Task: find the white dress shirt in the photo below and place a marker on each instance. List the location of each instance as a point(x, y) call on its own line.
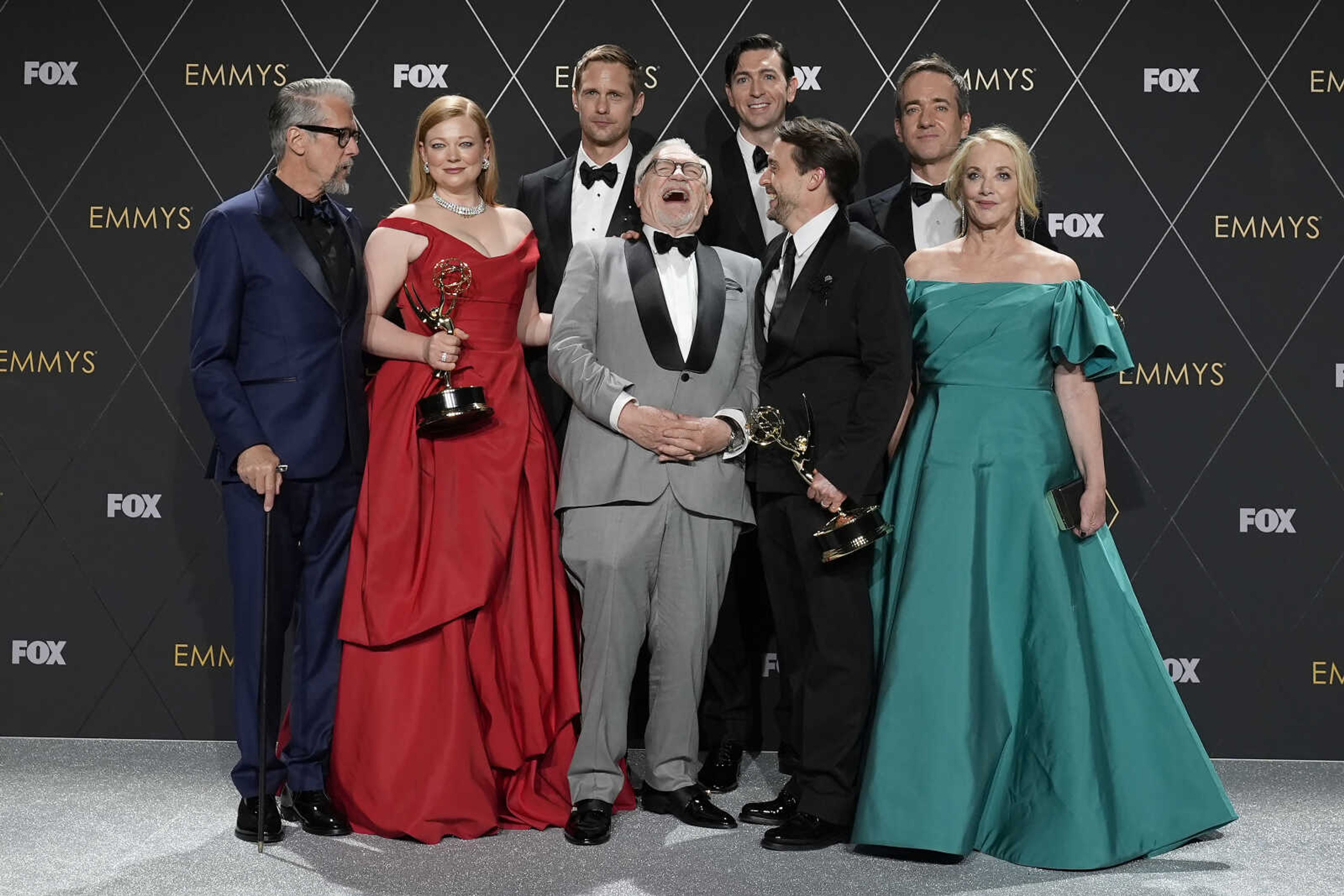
point(804, 242)
point(936, 222)
point(680, 278)
point(592, 207)
point(769, 227)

--*--

ACTIVITY: Print all records word for word, no images.

SOLUTION TO THIS PROBLEM:
Task: find the white dress shirt in the photo below and place a marker on each instance. List the location of each instance as a point(x, y) call on its own line.
point(804, 242)
point(936, 222)
point(680, 278)
point(592, 207)
point(769, 227)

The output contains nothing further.